**What you should do:** Please reproduce the data below word for word, omitting the pictures.

**Input:**
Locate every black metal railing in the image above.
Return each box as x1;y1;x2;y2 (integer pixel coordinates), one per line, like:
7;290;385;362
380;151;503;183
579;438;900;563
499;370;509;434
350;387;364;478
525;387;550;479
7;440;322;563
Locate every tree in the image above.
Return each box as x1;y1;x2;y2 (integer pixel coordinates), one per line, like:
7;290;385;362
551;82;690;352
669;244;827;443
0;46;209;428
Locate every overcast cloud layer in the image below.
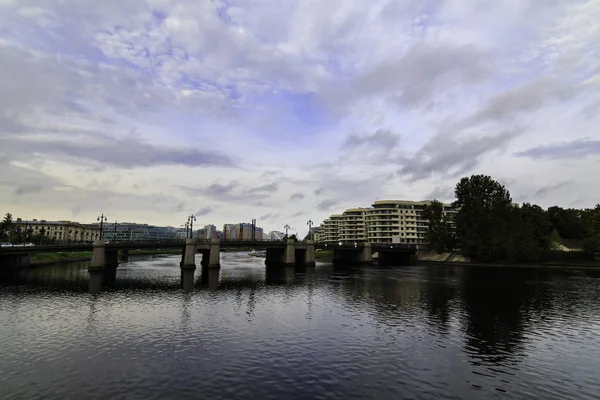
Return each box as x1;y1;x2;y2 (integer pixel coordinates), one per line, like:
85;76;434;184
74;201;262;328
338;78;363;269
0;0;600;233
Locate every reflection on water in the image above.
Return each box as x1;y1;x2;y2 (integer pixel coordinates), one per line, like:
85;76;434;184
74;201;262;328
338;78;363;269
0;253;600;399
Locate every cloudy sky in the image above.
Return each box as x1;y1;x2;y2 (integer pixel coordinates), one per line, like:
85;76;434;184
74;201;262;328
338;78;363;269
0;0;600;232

**Expected answer:**
Locate every black metal railing in the image above.
Return each box as x1;y1;x2;y2 (integer pixel coordinates), one per line, like:
7;290;385;362
380;151;503;183
579;438;900;563
499;370;509;434
350;387;364;478
525;387;550;479
7;440;322;563
Locate every tree in the image above.
Return each box as x1;y1;x2;y2 (integer pixel coordinates), one per line, like:
7;290;385;362
551;82;690;352
669;244;827;443
0;46;209;428
Locate every overcast cloud layer in the image below.
Return each box as x1;y1;x2;y2 (integer pixel coordinates), one per line, like:
85;76;434;184
74;201;262;328
338;78;363;269
0;0;600;233
Locate every reflection on water in the image above.
Return each box as x1;y1;x2;y2 (integer pixel coordinates), one per line, like:
85;76;434;184
74;201;262;328
338;78;363;269
0;253;600;399
Locate every cloudy sky in the image above.
Return each box as x1;y1;x2;y2 (integer pixel coordinates), one per line, like:
85;76;434;184
74;201;262;328
338;78;363;269
0;0;600;232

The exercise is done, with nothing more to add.